• _PROBLEM DESCRIPTION_
All of the data below must be reproduced word for word, but without its images.

• _MATERIAL FOR THIS TASK_
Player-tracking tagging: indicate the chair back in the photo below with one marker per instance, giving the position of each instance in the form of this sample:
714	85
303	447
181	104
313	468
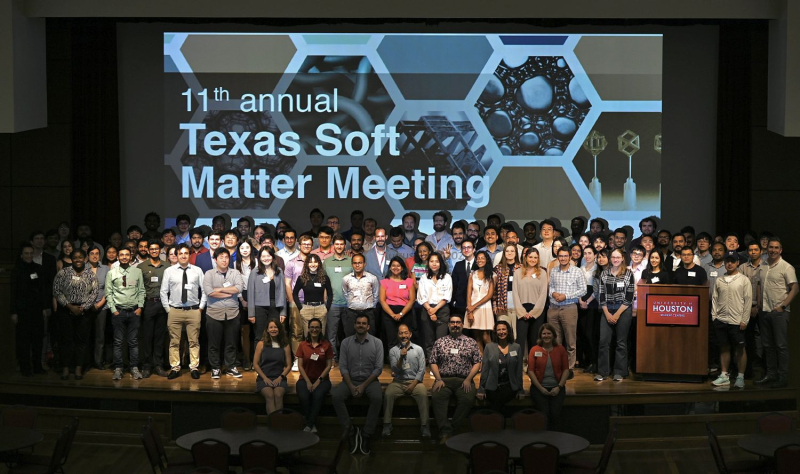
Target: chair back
487	457
61	450
539	457
286	420
787	458
608	448
258	454
775	423
487	421
716	450
211	453
529	420
19	416
238	419
151	450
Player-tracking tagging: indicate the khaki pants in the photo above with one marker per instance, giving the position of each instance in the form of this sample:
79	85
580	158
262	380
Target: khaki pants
310	312
397	389
175	321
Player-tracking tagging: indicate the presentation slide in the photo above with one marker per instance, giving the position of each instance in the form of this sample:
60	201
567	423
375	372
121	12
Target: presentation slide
671	310
273	125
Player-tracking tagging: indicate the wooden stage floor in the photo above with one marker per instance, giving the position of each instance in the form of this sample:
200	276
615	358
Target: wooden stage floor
581	391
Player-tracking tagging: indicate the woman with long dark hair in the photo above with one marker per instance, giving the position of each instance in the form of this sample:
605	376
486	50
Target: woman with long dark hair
397	296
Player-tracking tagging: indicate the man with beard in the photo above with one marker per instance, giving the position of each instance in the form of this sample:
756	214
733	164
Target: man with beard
440	239
396	239
197	248
356	243
410	229
125	295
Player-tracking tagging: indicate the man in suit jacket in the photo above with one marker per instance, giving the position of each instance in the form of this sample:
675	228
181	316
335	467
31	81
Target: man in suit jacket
461	272
379	256
206	260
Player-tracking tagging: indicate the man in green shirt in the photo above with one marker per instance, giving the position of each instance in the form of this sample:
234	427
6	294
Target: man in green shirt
154	320
125	297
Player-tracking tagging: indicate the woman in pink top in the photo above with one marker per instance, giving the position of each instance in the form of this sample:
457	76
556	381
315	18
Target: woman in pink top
397	296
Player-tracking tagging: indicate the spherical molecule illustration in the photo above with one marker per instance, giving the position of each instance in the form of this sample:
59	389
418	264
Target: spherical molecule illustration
533	108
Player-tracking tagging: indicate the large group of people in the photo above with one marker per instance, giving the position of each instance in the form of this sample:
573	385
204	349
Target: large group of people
469	298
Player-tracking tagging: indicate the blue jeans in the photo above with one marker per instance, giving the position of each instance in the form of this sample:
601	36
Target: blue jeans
126	325
606	332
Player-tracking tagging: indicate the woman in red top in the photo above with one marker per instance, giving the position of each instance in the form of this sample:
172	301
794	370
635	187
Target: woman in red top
314	359
548	368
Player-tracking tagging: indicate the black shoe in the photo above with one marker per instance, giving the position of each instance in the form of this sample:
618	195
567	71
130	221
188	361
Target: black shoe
364	446
767	380
353	437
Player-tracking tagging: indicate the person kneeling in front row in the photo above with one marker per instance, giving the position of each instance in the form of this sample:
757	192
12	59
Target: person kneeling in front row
407	361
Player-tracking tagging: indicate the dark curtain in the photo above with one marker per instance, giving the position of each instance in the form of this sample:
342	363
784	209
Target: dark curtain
95	128
734	120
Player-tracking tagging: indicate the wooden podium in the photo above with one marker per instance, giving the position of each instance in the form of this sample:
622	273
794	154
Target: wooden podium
672	353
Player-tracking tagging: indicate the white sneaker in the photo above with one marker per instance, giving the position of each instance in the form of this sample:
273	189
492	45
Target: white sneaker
722	380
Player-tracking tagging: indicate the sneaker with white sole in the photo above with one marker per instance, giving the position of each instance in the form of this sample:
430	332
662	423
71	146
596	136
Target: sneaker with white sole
722	380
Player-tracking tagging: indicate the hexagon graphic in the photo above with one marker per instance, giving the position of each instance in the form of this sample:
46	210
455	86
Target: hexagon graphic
435	67
533	105
441	156
356	98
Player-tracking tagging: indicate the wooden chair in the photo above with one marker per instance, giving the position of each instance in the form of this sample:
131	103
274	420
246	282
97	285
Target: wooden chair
322	466
238	419
576	466
529	419
286	420
539	457
735	467
787	459
258	454
54	463
487	457
486	421
180	460
775	423
212	453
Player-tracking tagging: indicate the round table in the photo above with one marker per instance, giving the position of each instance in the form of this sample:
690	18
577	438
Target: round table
12	439
286	441
765	444
514	440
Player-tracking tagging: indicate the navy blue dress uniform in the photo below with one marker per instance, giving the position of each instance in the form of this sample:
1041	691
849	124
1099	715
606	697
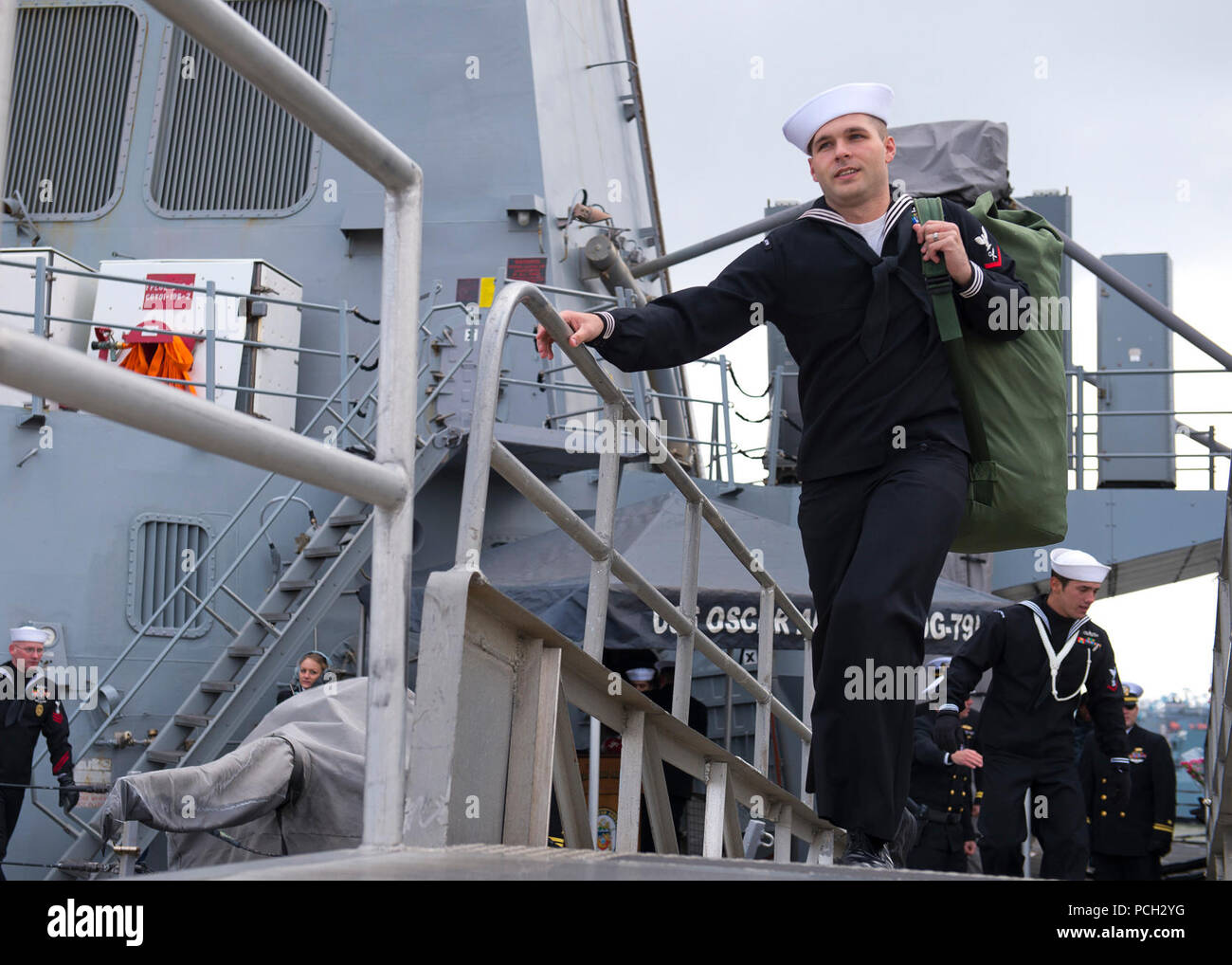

• _EXERCISE RESPONSE_
Player-tracking tagging: indicate the chair back in the photo below with one marker per instance, giving the position of each instance in the form of this sample:
714	85
303	447
181	104
313	468
Target: chair back
487	457
61	450
539	457
286	420
787	458
608	448
258	454
775	423
487	421
716	450
211	453
529	420
19	416
238	419
151	450
Player-tracking tagging: indicate the khaki pants in the photo above with one marker per instance, giving the position of each instance in the form of this sample:
79	85
580	158
262	380
Target: khaki pants
310	312
397	389
175	321
Player-tracking tagging: indicate the presentation slide in the photo above with one marker per instance, giving the position of each instance in the form of this sample:
60	201
567	423
375	372
121	12
Target: presentation slide
671	310
273	125
Player-tracking tagging: indicate the wooden stage floor in the photo above with one marker per instance, giving the position of each instance in the form of this sample:
200	276
615	358
Target: wooden stage floor
581	391
Player-tracking tagging: indicate the woman with long dark hair in the photo above with one marker per instance, giving the position of each instance in the form of this sample:
605	376
486	50
Target: woman with long dark hair
397	296
Player-tracking tagging: indicate the man with beard in the photo above with one marker per instance, giving the position of each instance in the form of this sample:
756	214
733	164
Target: man with beard
440	239
396	239
197	248
356	243
410	229
125	295
Player-tracking tagging: indicate the man in suit jacket in the photo above with one marker per instance, giving the position of each instance in the form of this sample:
675	228
181	316
335	467
31	81
Target: man in suit jacket
461	272
379	256
206	260
Player-tracking tagging: indicate the man in green shirt in the photo above with one marker per instance, giving the position of each instance in the form of this sample:
234	427
6	294
Target: man in green shirt
154	320
125	297
Player-tracking tagging: indicate the woman in pink top in the photo above with one marker per instance, giving the position of each instance in the form of this sample:
457	76
556	381
315	18
Target: woman in pink top
397	296
Player-tracking tagging: indicate the spherical molecule illustration in the photo above with one marker per instance, giving the position of each instance in the form of this sample:
59	389
418	264
Target: spherical molecule illustration
533	108
Player-tracking tagging: indicate the large group of people in the photo above with one marker per instance, giving the position of each instance in the form of this sample:
573	385
204	349
Target: large group of people
469	298
Player-tracking tagging: indicate the blue jeans in the photo above with one marker per instance, giving the position of each instance in the form of this sample:
601	36
Target: blue jeans
126	325
606	332
Player-tracking tagging: indicate the woman in red top in the photo above with one marker per instance, giving the position of each instance in the form of this sample:
172	301
794	370
635	187
Target: woman in red top
314	359
548	368
Player-tracking tagging: indicate the black shoe in the photo above with one marker per instance, giving the position of each instance in the form of this sample:
618	195
567	71
130	221
188	361
Target: black shoe
364	446
767	380
353	437
Player-tracking tagging: indicate the person kneeling in front row in the photo above with one marker per instance, giving the position of each instance in the form of this sample:
757	192
12	59
Target: person kneeling in front row
407	361
Player-tracking tagging: indicate the dark curtain in the photo above with one marker per instance, giving the position of each instance in the form of this sample:
342	363
784	209
Target: dark curtain
95	128
734	120
Player-tracking tagging: indicate the wooden podium in the photo above with one marker per instance, giving the position of each instance in the form of this sample:
622	273
794	154
Target: wooden podium
672	353
Player-tracking tagging: indicate the white sneaker in the photo above with one marker per instance, giving the position of each instance in the form of this sample:
273	189
492	45
Target: white sneaker
722	380
Player-tracking tagging: indicate the sneaker with white sole in the photo above with one marker per instance, giving the position of each instance in the form of this sample:
430	332
662	423
71	146
596	136
Target: sneaker with white sole
722	380
Player-tracking tagging: indicate the hexagon graphic in the photo above with one marker per instance, giving the position of each instance in the form of this sample:
46	210
455	86
Target: hexagon graphic
435	67
533	105
441	156
356	98
Player-tracking tagging: indicate the wooden chair in the photo above with one marker per instance, giving the position of each instance in the form of this sample:
131	103
274	420
246	282
97	285
Target: wooden chair
322	466
238	419
576	466
529	419
286	420
539	457
735	467
787	459
258	454
54	463
487	457
486	421
180	460
775	423
212	453
Player-tracking tagging: indicate the round table in the photo above with one marker per instance, giving the position of each instance in the form of this sample:
690	18
577	438
Target: round table
12	439
286	441
765	444
514	440
Player-tracking tagging: indicate the navy blue dress uniform in the photo below with one marker per instance, giving the position of each instance in the form of this sample:
1041	691
849	124
1099	715
606	697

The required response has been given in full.